» Activity 1
Answer these questions from the article on primary elections and Covid-19:
(a) Which three states were holding primaries on Tuesday?
(b) When is the Ohio primary now expected to take place?
(c) How many Democratic National Convention delegates were supposed to be up for grabs in the four states?
» Activity 2
Please revise the article on primary elections and Covid-19. Reproduce it from "The Ohio primary" up to and including "states on Tuesday.", swapping "June" for "July".

» Passage provided
= Beginning of Section =
Primary elections will be held in three states on Tuesday, but the biggest question voters must face isn’t on the ballot.

It’s worry that simply going to the polls could lead to potentially deadly infection by the Covid-19 coronavirus.

Fear of exposure to the virus is likely to reduce the turnout in Florida, Illinois and Arizona.

Ohio was also supposed to hold its primary, but Gov. Mike DeWine (R) moved to delay it. Since he needs court permission to do so, he planned to file suit to put off in-person voting, following CDC guidelines against gatherings of 50 or more people.

“This should extend the period of time (to vote) so that people will not have to choose between their constitutional rights and their health,” DeWine said.

The Ohio primary is now expected to be held in June.

A total of 577 Democratic National Convention delegates were supposed to be up for grabs in the four states on Tuesday.

Joe Biden had been hoping to lock up the Democratic nomination with a good showing, but the demographics of his base support may hinder that.

As the Washington Post reports, Biden “has had strong support from older voters, who are more at risk to suffer serious health issues if they contract Covid-19.”

The same concern applies to poll workers, many of them retirees. Election officials have scrambled to replace those who’ve said they will not show up on Tuesday.
= End of Section =
(Stored data entries)
= Beginning of Section =
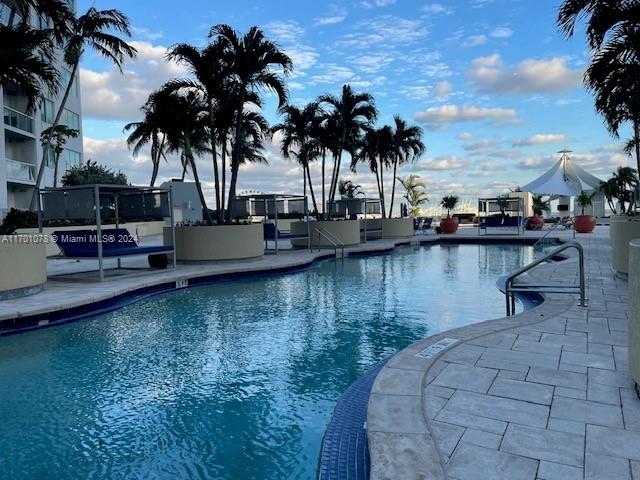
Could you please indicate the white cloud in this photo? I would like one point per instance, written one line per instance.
(438, 116)
(474, 41)
(490, 75)
(541, 139)
(321, 21)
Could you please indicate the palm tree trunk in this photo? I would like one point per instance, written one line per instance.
(324, 208)
(214, 154)
(187, 146)
(45, 147)
(313, 197)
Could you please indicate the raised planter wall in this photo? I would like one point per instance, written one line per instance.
(223, 242)
(142, 229)
(634, 318)
(392, 227)
(622, 230)
(348, 231)
(24, 268)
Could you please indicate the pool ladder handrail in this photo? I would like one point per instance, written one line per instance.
(332, 239)
(510, 289)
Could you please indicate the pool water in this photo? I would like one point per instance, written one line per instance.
(234, 380)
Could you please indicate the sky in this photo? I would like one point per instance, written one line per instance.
(496, 88)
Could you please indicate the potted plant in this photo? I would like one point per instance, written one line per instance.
(536, 222)
(449, 224)
(619, 191)
(584, 223)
= End of Section =
» Response 1
(a) Florida, Illinois and Arizona
(b) June
(c) 577

» Response 2
The Ohio primary is now expected to be held in July.

A total of 577 Democratic National Convention delegates were supposed to be up for grabs in the four states on Tuesday.